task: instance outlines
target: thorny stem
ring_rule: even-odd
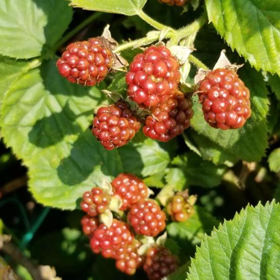
[[[205,64],[203,63],[200,60],[194,57],[191,53],[190,53],[188,56],[188,60],[198,68],[202,68],[205,70],[208,70],[209,69]]]
[[[86,26],[88,24],[90,23],[93,20],[96,19],[99,17],[102,13],[100,12],[97,12],[93,13],[91,16],[86,18],[83,21],[82,21],[78,26],[75,27],[73,30],[71,31],[69,33],[67,33],[65,36],[64,36],[60,41],[53,47],[53,50],[55,51],[61,46],[64,44],[66,42],[71,39],[75,34],[77,33],[80,30],[82,30],[83,27]]]
[[[170,28],[169,26],[162,24],[151,17],[150,17],[147,14],[145,14],[142,10],[140,10],[138,12],[137,15],[143,20],[149,23],[150,25],[155,27],[156,29],[157,29],[157,30],[162,30],[164,29]],[[172,29],[171,29],[173,30]]]

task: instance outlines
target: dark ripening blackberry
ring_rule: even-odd
[[[135,239],[131,245],[116,251],[114,258],[116,259],[116,267],[119,270],[133,275],[136,269],[143,265],[143,258],[137,253],[141,245],[141,243]]]
[[[131,206],[127,218],[137,234],[156,236],[166,226],[166,216],[152,200],[142,200]]]
[[[88,237],[90,238],[95,230],[97,229],[99,223],[98,219],[96,217],[92,217],[89,215],[86,215],[81,220],[82,232]]]
[[[250,92],[231,69],[208,73],[198,90],[204,119],[214,128],[242,127],[251,115]]]
[[[101,253],[104,258],[115,258],[118,250],[132,244],[133,240],[127,224],[114,219],[109,228],[103,223],[99,226],[90,239],[90,245],[94,253]]]
[[[118,195],[122,200],[120,210],[123,211],[149,195],[148,188],[145,183],[132,174],[121,173],[111,184],[115,189],[114,195]]]
[[[178,259],[164,247],[151,247],[146,255],[144,265],[149,280],[160,280],[178,267]]]
[[[100,215],[107,208],[110,195],[99,187],[93,188],[91,191],[86,191],[80,204],[81,209],[92,216]]]
[[[57,62],[60,74],[70,82],[94,86],[103,80],[113,64],[112,52],[101,40],[72,43]]]
[[[109,150],[127,144],[141,127],[128,104],[122,101],[99,108],[93,124],[93,134]]]
[[[189,127],[193,115],[192,101],[177,91],[176,95],[151,110],[143,132],[148,137],[167,142]]]
[[[158,0],[160,3],[165,3],[168,6],[181,7],[185,5],[186,0]]]
[[[142,108],[154,108],[176,92],[181,78],[177,59],[165,46],[138,53],[126,75],[128,96]]]

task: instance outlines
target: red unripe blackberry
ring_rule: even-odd
[[[95,187],[91,191],[86,191],[80,204],[81,209],[90,216],[100,215],[105,212],[110,202],[109,194],[99,187]]]
[[[121,248],[115,256],[118,269],[128,275],[133,275],[143,263],[143,258],[137,253],[141,243],[135,240],[131,245]]]
[[[165,3],[168,6],[177,6],[181,7],[184,6],[186,0],[158,0],[160,3]]]
[[[99,225],[91,238],[90,245],[94,253],[101,253],[104,258],[114,258],[118,250],[132,244],[133,240],[128,225],[114,219],[109,228],[104,223]]]
[[[193,115],[192,101],[179,91],[176,95],[151,110],[143,132],[148,137],[167,142],[187,128]]]
[[[122,101],[99,108],[93,124],[93,134],[109,150],[127,144],[141,127],[128,103]]]
[[[151,200],[141,200],[132,205],[127,218],[137,234],[156,236],[166,226],[164,212]]]
[[[111,184],[115,189],[114,194],[122,200],[120,210],[123,211],[149,195],[149,190],[145,183],[132,174],[121,173],[113,180]]]
[[[82,232],[88,237],[91,238],[95,230],[98,227],[99,222],[97,217],[86,215],[82,218],[81,224]]]
[[[113,64],[112,52],[102,40],[94,38],[69,45],[57,66],[70,82],[94,86],[104,79]]]
[[[160,280],[178,267],[178,259],[164,247],[151,247],[146,253],[144,270],[149,280]]]
[[[176,221],[185,221],[191,217],[194,213],[193,205],[197,198],[191,195],[186,199],[180,194],[174,195],[171,201],[167,205],[167,213],[172,219]]]
[[[209,72],[198,90],[204,119],[212,127],[242,127],[251,115],[250,92],[231,69]]]
[[[166,47],[147,48],[130,64],[126,78],[128,96],[143,108],[154,108],[165,102],[177,90],[179,66]]]

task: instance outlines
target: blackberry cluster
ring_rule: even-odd
[[[90,238],[95,230],[99,225],[98,219],[96,217],[92,217],[89,215],[86,215],[81,220],[82,232],[88,237]]]
[[[115,195],[122,200],[120,210],[125,211],[141,199],[149,195],[148,188],[145,183],[133,174],[121,173],[111,182]]]
[[[160,3],[165,3],[168,6],[182,7],[185,5],[186,0],[158,0]]]
[[[115,258],[118,269],[128,275],[135,273],[136,269],[143,264],[143,257],[137,253],[141,245],[141,242],[135,239],[132,244],[117,250]]]
[[[122,100],[99,108],[93,124],[93,134],[108,150],[127,144],[141,127],[128,103]]]
[[[99,187],[93,188],[91,191],[86,191],[80,204],[82,210],[91,216],[104,213],[107,208],[111,198]]]
[[[127,218],[138,234],[156,236],[165,228],[166,216],[152,200],[142,200],[131,206]]]
[[[176,221],[185,221],[190,218],[194,213],[193,205],[197,198],[194,195],[184,197],[179,194],[174,195],[167,205],[167,213],[172,219]]]
[[[177,91],[176,95],[151,111],[147,117],[143,132],[148,137],[167,142],[190,125],[193,115],[192,101]]]
[[[251,115],[250,92],[231,69],[209,72],[200,85],[205,121],[214,128],[240,128]]]
[[[128,225],[114,219],[109,228],[104,223],[99,226],[90,239],[90,245],[94,253],[101,253],[104,258],[114,258],[117,250],[131,244],[133,240]]]
[[[164,247],[151,247],[146,257],[144,269],[149,280],[160,280],[178,267],[177,258]]]
[[[113,62],[112,52],[102,40],[94,38],[69,45],[57,66],[70,82],[92,86],[104,79]]]
[[[154,108],[166,102],[177,91],[179,67],[166,47],[147,48],[130,65],[126,79],[128,96],[141,108]]]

## [Problem description]
Transcribe every record above exactly as written, leaving out any pictures.

## [Output of the exercise]
task: instance outlines
target: thorny stem
ring_rule: even-odd
[[[205,64],[203,63],[200,60],[194,57],[191,53],[190,53],[188,56],[188,60],[198,68],[202,68],[205,70],[208,70],[209,69]]]
[[[86,26],[88,24],[90,23],[93,20],[96,19],[99,17],[102,13],[100,12],[97,12],[93,13],[91,16],[86,18],[83,21],[82,21],[78,26],[75,27],[73,30],[71,31],[69,33],[67,33],[65,36],[64,36],[60,41],[53,47],[53,50],[55,51],[61,46],[64,44],[66,42],[71,39],[75,34],[77,33],[80,30],[82,30],[83,27]]]
[[[170,28],[169,26],[162,24],[151,17],[150,17],[147,14],[145,14],[142,10],[140,10],[138,12],[137,15],[143,20],[149,23],[150,25],[155,27],[156,29],[157,29],[157,30],[162,30],[164,29]],[[172,29],[171,29],[173,30]]]

task: instance outlines
target: dark ripening blackberry
ring_rule: even-odd
[[[135,239],[131,245],[116,251],[114,258],[116,259],[116,267],[119,270],[133,275],[136,269],[143,265],[143,258],[137,253],[141,245],[141,243]]]
[[[131,206],[127,218],[137,234],[156,236],[166,226],[166,216],[152,200],[142,200]]]
[[[88,237],[90,238],[95,230],[97,229],[99,223],[98,219],[96,217],[92,217],[89,215],[86,215],[81,220],[82,232]]]
[[[250,92],[231,69],[208,73],[198,90],[204,119],[214,128],[242,127],[251,115]]]
[[[101,253],[104,258],[115,258],[118,250],[132,244],[133,240],[127,224],[114,219],[109,228],[103,223],[99,226],[90,239],[90,245],[94,253]]]
[[[118,195],[122,200],[120,210],[123,211],[149,195],[148,188],[145,183],[132,174],[121,173],[111,184],[115,189],[114,195]]]
[[[178,259],[164,247],[151,247],[146,255],[144,265],[149,280],[160,280],[178,267]]]
[[[100,215],[107,208],[110,195],[99,187],[93,188],[91,191],[86,191],[80,204],[81,209],[92,216]]]
[[[57,62],[60,74],[70,82],[94,86],[103,80],[113,64],[112,52],[101,40],[72,43]]]
[[[109,150],[127,144],[141,127],[128,104],[122,101],[99,108],[93,124],[93,134]]]
[[[189,127],[193,115],[192,101],[177,91],[176,95],[151,110],[143,132],[148,137],[167,142]]]
[[[158,0],[160,3],[165,3],[168,6],[181,7],[185,5],[186,0]]]
[[[142,108],[154,108],[176,92],[181,78],[177,59],[165,46],[138,53],[126,75],[128,96]]]

task: instance outlines
target: red unripe blackberry
ring_rule: even-odd
[[[95,187],[91,191],[86,191],[80,204],[81,209],[90,216],[100,215],[105,212],[110,202],[109,194],[99,187]]]
[[[121,248],[115,256],[118,269],[128,275],[133,275],[143,263],[143,258],[137,253],[141,243],[135,240],[131,245]]]
[[[165,3],[168,6],[177,6],[181,7],[184,6],[186,0],[158,0],[160,3]]]
[[[99,225],[91,238],[90,245],[94,253],[101,253],[104,258],[114,258],[118,250],[132,244],[133,240],[128,225],[114,219],[109,228],[104,223]]]
[[[193,115],[192,101],[179,91],[176,95],[151,110],[143,132],[148,137],[167,142],[187,128]]]
[[[122,101],[99,108],[93,124],[93,134],[109,150],[127,144],[141,127],[128,103]]]
[[[151,200],[141,200],[132,205],[127,218],[137,234],[156,236],[166,226],[164,212]]]
[[[111,184],[115,189],[114,194],[122,200],[120,210],[123,211],[149,195],[149,190],[145,183],[132,174],[121,173],[113,180]]]
[[[82,232],[88,237],[91,238],[95,230],[98,227],[99,222],[97,217],[86,215],[82,218],[81,224]]]
[[[113,64],[112,52],[102,40],[94,38],[69,45],[57,66],[70,82],[94,86],[104,79]]]
[[[160,280],[178,267],[178,259],[164,247],[151,247],[146,253],[144,270],[149,280]]]
[[[176,221],[185,221],[191,217],[194,213],[193,205],[197,198],[191,195],[186,199],[180,194],[174,195],[171,201],[167,205],[167,213],[172,219]]]
[[[209,72],[198,90],[204,119],[212,127],[242,127],[251,115],[250,92],[231,69]]]
[[[166,47],[147,48],[130,64],[126,78],[128,96],[143,108],[154,108],[165,102],[177,90],[179,66]]]

task: instance outlines
target: blackberry cluster
ring_rule: even-odd
[[[90,238],[95,230],[99,225],[98,219],[96,217],[92,217],[89,215],[86,215],[81,220],[82,232],[88,237]]]
[[[115,195],[122,200],[120,210],[125,211],[141,199],[149,195],[148,188],[145,183],[133,174],[121,173],[111,182]]]
[[[160,3],[165,3],[168,6],[182,7],[185,5],[186,0],[158,0]]]
[[[115,258],[118,269],[128,275],[135,273],[136,269],[143,264],[143,257],[137,253],[141,245],[141,242],[135,239],[132,244],[117,250]]]
[[[122,100],[99,108],[93,124],[93,134],[108,150],[127,144],[141,127],[128,103]]]
[[[99,187],[93,188],[91,191],[86,191],[80,204],[82,210],[91,216],[104,213],[107,208],[111,198]]]
[[[127,218],[138,234],[156,236],[165,228],[166,216],[152,200],[142,200],[131,206]]]
[[[176,221],[185,221],[190,218],[194,213],[193,205],[197,198],[194,195],[184,197],[179,194],[174,195],[167,205],[167,213],[172,219]]]
[[[177,91],[176,95],[151,111],[147,117],[143,132],[148,137],[167,142],[190,125],[193,115],[192,101]]]
[[[251,115],[250,92],[231,69],[209,72],[200,85],[205,121],[214,128],[240,128]]]
[[[128,225],[114,219],[109,228],[104,223],[99,226],[90,239],[90,245],[94,253],[101,253],[104,258],[114,258],[117,250],[131,244],[133,240]]]
[[[164,247],[151,247],[146,257],[144,269],[149,280],[160,280],[178,267],[177,258]]]
[[[113,62],[112,52],[102,40],[94,38],[69,45],[57,66],[70,82],[92,86],[104,79]]]
[[[154,108],[166,102],[177,91],[179,67],[166,47],[147,48],[130,65],[126,79],[128,96],[141,108]]]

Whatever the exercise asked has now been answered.